**What you will do:**
List each line of the data that holds the word "pointer".

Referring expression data

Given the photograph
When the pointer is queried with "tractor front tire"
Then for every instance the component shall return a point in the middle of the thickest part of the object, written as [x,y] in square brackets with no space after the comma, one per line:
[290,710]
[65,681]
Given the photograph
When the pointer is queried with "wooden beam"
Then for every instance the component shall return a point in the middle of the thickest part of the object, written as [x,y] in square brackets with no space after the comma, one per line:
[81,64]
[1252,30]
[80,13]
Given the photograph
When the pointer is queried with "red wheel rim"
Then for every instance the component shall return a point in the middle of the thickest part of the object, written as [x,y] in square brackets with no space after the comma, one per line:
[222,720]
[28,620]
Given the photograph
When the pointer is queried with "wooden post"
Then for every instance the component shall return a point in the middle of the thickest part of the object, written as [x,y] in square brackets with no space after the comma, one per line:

**Result:**
When the pointer is queried with "tractor front tire"
When the pointer is queried with "wooden beam"
When the pointer is queried with "red wheel rim"
When the pointer is queried with "wooden post"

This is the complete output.